● **To do**
From the article on microchips that read a horse's temperature, return word for word the stretch that begins at the words containing "- Rinse and" and stops after "changes and trends.".

Your horse is slightly “off.” He’s not as hungry as normal, not as bright and alert, not his usual self. You know what to do:
- Look through your first aid kit. Wait, where did you put it last? Right. Under that stack of saddle pads.
- Find the thermometer. Shoot, it’s supposed to be in the kit. I didn’t leave it out, did I? Ah, there it is, on the windowsill under dust and cobwebs.
- Rinse and wipe off the thermometer, then check to make sure it works.
- Find a friend to hold your horse for you. Wait till she’s done brushing/feeding/picking hooves on her own horse.
- Lift tail … gross. Insert thermometer. Hit poop. Gross again. Pull out thermometer just as horse starts to poop on your boots. Reinsert thermometer. Wait for the beep, keeping eye on those hind legs just in case.
- Read temperature. Purse lips and wonder if “just a little out of normal range” is bad or normal for him. Doubt, check online, worry.
- Repeat every few hours to look for changes and trends.
That’s one way to do it. Otherwise, there’s this option: Hear your cellphone buzz during breakfast. Read alert: Horse’s temp is slightly elevated this morning compared to normal. Review horse’s recent temperature history on the app. Keep your phone handy during the day for updates and in case you need to call the vet.
Sound futuristic? It’s not. Identity microchips can be coupled with embedded thermometers that not only read a horse’s temperature but also send data and alerts to owners and veterinarians via a cellphone application.
“Rectal temperature-taking in horses is time-consuming and, to be frank, a dirty job, and it also leaves room for doubt about what’s normal for individual horses, since we usually only take their temperatures when we suspect a problem,” said Claire Scicluna, DVM, of the Equ’Institut at the Haras du Plessis, in Chamant, France. “But with modern technology, it just makes sense to take advantage of technological progress in order to have an e-monitoring system that’s quick, easy, reliable, and more comfortable for both horse and human.”
Scicluna, a practicing equine veterinarian, and her fellow researchers developed an app to work with a Biothermo microchip that reads not only the horse’s identification number but also his body temperature at any given moment. A veterinarians injects the implant into the neck crest muscle like any other microchip—a site that, conveniently, appears to be well-suited for body temperature monitoring.
“A 2014 study showed that infrared readings of skin temperature in horses best correlated with body temperature when the reading was taken either on the horse’s forehead or on the neck at the site where microchips are usually placed,” Scicluna said.
Her prototype implant inserts directly into the muscle itself and reads body temperature, not superficial skin temperature.
The research team followed five horses implanted with the chip over a full year, registering more than 1,500 temperature readings. They found that the readings and their evolutions corresponded very well with concurrent rectal temperature readings using a digital thermometer, she said. In fact, their results suggested that the implant readings were probably more accurate, with fewer fluctuations due to issues such as feces in the rectum or low thermometer sensitivity.

Referring expression pointing data
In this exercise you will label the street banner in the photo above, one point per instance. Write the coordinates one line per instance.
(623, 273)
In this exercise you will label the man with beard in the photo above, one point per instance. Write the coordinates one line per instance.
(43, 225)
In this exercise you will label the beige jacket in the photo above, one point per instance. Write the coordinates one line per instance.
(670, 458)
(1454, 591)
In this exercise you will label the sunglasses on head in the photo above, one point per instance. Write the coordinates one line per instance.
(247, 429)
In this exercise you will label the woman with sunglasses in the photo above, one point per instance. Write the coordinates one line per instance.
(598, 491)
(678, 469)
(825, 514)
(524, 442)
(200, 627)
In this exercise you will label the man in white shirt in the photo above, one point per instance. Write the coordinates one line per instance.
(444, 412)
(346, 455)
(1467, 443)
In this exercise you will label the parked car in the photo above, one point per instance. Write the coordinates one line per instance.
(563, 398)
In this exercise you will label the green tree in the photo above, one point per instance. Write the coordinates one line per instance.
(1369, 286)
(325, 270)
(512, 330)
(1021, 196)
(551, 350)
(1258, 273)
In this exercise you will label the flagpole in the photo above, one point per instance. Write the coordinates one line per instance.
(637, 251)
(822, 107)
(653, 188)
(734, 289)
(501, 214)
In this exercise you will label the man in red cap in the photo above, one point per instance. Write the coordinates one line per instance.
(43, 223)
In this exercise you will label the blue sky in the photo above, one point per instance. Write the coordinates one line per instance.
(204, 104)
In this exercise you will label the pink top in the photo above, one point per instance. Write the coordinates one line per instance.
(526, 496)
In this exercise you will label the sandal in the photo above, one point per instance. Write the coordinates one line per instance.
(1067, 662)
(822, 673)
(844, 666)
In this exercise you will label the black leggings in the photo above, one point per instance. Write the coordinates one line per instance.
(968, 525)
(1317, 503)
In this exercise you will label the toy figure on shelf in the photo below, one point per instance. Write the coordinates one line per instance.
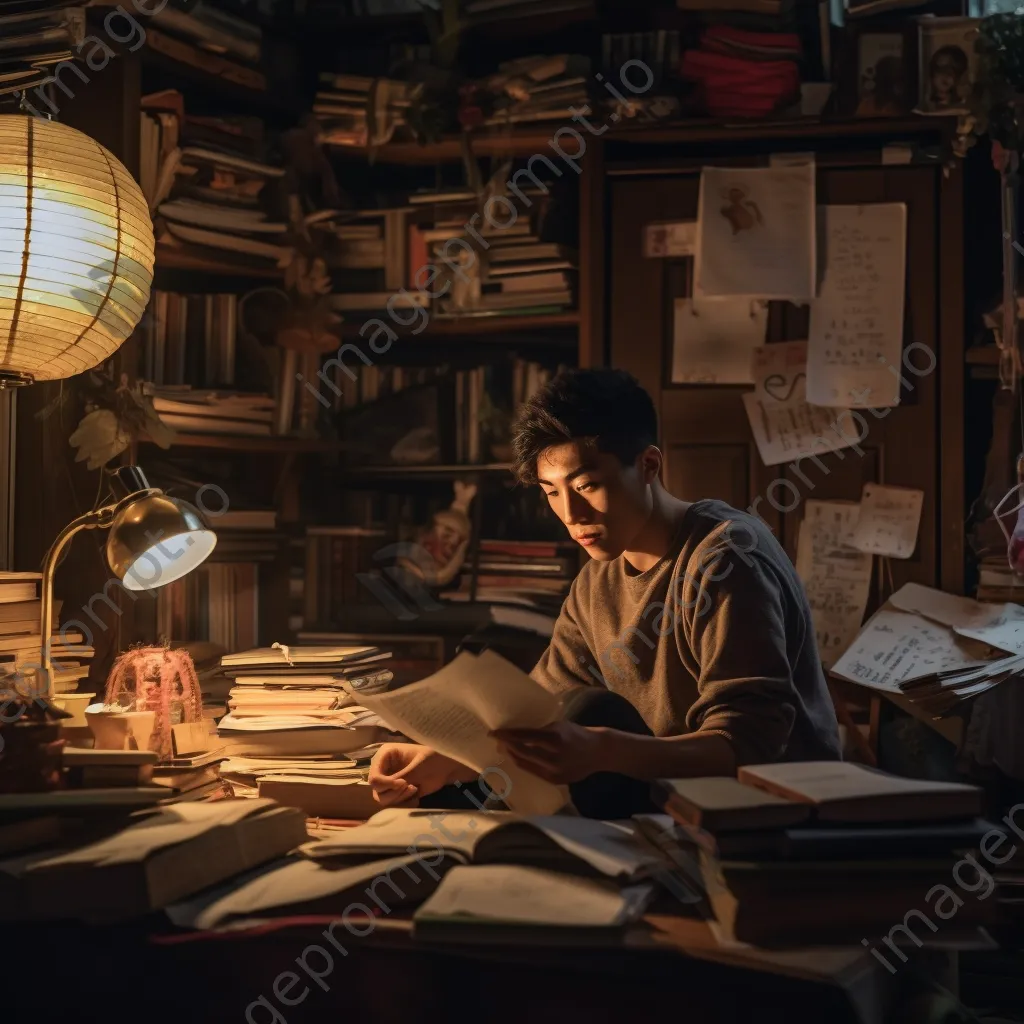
(441, 546)
(160, 680)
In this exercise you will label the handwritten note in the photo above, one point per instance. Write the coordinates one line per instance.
(998, 625)
(895, 646)
(715, 339)
(785, 427)
(757, 233)
(856, 330)
(836, 577)
(889, 520)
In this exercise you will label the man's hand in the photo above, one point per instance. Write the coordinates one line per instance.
(401, 773)
(561, 753)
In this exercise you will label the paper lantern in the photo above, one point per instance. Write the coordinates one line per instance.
(76, 251)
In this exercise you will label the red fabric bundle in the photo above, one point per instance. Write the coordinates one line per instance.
(735, 75)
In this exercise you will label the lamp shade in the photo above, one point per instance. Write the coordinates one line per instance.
(76, 251)
(157, 540)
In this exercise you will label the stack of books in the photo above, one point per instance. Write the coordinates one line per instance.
(658, 50)
(198, 411)
(189, 338)
(526, 276)
(210, 187)
(488, 387)
(175, 779)
(144, 864)
(218, 602)
(534, 573)
(20, 642)
(538, 89)
(829, 852)
(276, 704)
(335, 557)
(34, 41)
(343, 103)
(214, 30)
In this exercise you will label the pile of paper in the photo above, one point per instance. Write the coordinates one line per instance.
(936, 649)
(296, 701)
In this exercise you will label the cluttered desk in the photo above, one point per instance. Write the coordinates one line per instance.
(834, 882)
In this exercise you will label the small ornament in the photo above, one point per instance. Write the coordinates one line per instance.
(158, 680)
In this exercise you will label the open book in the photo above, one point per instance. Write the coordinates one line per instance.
(455, 710)
(566, 843)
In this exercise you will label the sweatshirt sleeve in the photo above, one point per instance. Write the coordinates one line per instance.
(563, 666)
(736, 633)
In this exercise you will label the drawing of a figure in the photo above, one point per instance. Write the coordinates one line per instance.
(742, 213)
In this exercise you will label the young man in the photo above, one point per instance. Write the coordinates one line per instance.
(690, 611)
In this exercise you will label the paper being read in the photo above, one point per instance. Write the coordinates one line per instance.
(784, 426)
(454, 710)
(836, 577)
(889, 520)
(714, 340)
(856, 331)
(895, 646)
(756, 232)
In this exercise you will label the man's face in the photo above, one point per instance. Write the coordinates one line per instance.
(602, 503)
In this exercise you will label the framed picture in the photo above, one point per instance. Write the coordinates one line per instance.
(946, 64)
(882, 75)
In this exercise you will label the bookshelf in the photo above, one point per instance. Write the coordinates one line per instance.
(109, 110)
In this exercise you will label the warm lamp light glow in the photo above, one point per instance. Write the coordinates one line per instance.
(76, 251)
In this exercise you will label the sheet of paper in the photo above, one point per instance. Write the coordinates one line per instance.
(784, 426)
(856, 333)
(454, 710)
(757, 232)
(889, 520)
(837, 578)
(898, 645)
(294, 884)
(512, 894)
(998, 625)
(673, 238)
(714, 340)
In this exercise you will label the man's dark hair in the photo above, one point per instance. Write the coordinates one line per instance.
(606, 408)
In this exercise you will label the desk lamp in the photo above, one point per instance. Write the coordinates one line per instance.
(154, 540)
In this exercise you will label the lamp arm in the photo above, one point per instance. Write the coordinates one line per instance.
(91, 520)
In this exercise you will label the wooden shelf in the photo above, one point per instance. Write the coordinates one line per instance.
(423, 472)
(463, 327)
(230, 442)
(983, 355)
(526, 141)
(169, 258)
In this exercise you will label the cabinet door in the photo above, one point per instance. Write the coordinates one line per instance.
(706, 437)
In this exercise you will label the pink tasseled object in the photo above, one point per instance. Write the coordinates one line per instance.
(159, 680)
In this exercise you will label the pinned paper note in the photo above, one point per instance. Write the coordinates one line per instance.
(856, 330)
(896, 646)
(715, 339)
(889, 520)
(756, 232)
(672, 238)
(836, 577)
(784, 426)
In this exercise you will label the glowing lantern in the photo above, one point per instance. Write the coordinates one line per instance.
(76, 251)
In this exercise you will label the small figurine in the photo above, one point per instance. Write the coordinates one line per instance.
(442, 545)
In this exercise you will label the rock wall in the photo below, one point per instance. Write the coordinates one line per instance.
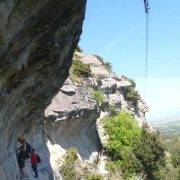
(73, 119)
(37, 41)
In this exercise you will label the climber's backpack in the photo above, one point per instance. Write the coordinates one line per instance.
(38, 159)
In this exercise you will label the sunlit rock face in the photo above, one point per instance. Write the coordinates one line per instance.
(37, 41)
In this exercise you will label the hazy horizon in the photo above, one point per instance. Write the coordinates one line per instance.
(119, 37)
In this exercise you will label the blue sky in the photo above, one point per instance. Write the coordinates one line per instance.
(115, 30)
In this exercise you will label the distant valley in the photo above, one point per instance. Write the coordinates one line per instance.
(169, 126)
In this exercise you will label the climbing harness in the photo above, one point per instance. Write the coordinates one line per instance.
(147, 8)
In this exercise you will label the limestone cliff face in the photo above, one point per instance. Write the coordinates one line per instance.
(37, 41)
(73, 119)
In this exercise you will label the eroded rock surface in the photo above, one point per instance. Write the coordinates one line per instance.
(37, 41)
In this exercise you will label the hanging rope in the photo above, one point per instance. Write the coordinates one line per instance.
(147, 51)
(146, 4)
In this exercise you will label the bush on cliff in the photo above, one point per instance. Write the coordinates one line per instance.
(80, 69)
(132, 95)
(98, 96)
(131, 149)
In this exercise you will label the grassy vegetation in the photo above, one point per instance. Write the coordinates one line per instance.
(78, 49)
(131, 149)
(98, 96)
(112, 110)
(80, 69)
(173, 147)
(94, 177)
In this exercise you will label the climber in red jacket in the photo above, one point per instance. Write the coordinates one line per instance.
(35, 159)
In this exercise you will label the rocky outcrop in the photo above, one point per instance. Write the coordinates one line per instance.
(73, 119)
(37, 41)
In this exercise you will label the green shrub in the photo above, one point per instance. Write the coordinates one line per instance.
(123, 132)
(67, 170)
(133, 150)
(149, 149)
(173, 147)
(112, 110)
(94, 177)
(78, 49)
(80, 69)
(98, 96)
(132, 95)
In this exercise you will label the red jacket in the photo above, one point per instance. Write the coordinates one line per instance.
(34, 158)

● **Answer to the exercise**
- Rinse and wipe off the thermometer, then check to make sure it works.
- Find a friend to hold your horse for you. Wait till she’s done brushing/feeding/picking hooves on her own horse.
- Lift tail … gross. Insert thermometer. Hit poop. Gross again. Pull out thermometer just as horse starts to poop on your boots. Reinsert thermometer. Wait for the beep, keeping eye on those hind legs just in case.
- Read temperature. Purse lips and wonder if “just a little out of normal range” is bad or normal for him. Doubt, check online, worry.
- Repeat every few hours to look for changes and trends.